■ Consignes:
A. D'après l'entretien, qui a été éliminé de la présidence du Sénat ?
B. Recopiez fidèlement le passage de l'entretien qui commence par les mots « Sylvie Pierre-Brossolette : Mais » et se termine par « décourageant absolument pas ? ».

++++ Texte source

Michèle Cotta : Bonjour. Mariage au rabais ou union sociale modernisée ? Atteinte à la famille ou au contraire constitution d’une nouvelle cellule sociale ? Le pacte civil de solidarité, le PACS comme on l’appelle, sera donc discuté à l’Assemblée nationale cette semaine. Un texte qui accentue les oppositions entre une France et une autre, mais pas nécessairement entre la gauche et la droite. Nous en reparlons dans quelques instants avec tous nos invités. Mais pour l’instant, le premier invité de la semaine, c’est Nicolas Sarkozy, le secrétaire général du RPR, auquel nous avons beaucoup de questions à poser avec Sylvie Pierre-Brossolette. Alors première question : René Monory, éliminé de la présidence du Sénat par un gaulliste de toujours. C’est la première fois que les gaullistes s’emparent de cette noble assemblée. Alors vous, comme secrétaire général du RPR, vous avez soutenu Monsieur Poncelet ? On a l’impression d’un flou, sinon d’une hypocrisie.

Nicolas Sarkozy : Ah bon ? Vous l’avez vu comme ça ? Mais franchement ce qui serait hypocrite, c’est de dire que je suis secrétaire général du RPR, que je ne me réjouis pas que pour la première fois un gaulliste soit président de la haute Assemblée et que Christian Poncelet, qui est un ami, soit ce président. Je ne vois pas au nom de quoi, je devrais, alors que mon rôle, mon travail, ma responsabilité, c’est plutôt de faire en sorte que, avec d’autres, de développer la famille gaulliste, je ne vois pas au nom de quoi je devrais me couvrir la tête de cendres.

Sylvie Pierre-Brossolette : Mais est-ce que c’est bien l’esprit de l’Alliance ? François Bayrou dit que c’est un mauvais coup porté à l’Alliance. Est-ce que vous n’avez pas un peu joué double jeu en disant officiellement que vous ne souteniez pas Christian Poncelet, mais en ne le décourageant absolument pas ?

++++++++
++++ Contenu des données

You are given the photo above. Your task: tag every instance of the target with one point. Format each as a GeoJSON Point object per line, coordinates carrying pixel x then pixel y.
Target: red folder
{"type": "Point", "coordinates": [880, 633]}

++++++++

■ Réponses:
A. René Monory.

B.
Sylvie Pierre-Brossolette : Mais est-ce que c’est bien l’esprit de l’Alliance ? François Bayrou dit que c’est un mauvais coup porté à l’Alliance. Est-ce que vous n’avez pas un peu joué double jeu en disant officiellement que vous ne souteniez pas Christian Poncelet, mais en ne le décourageant absolument pas ?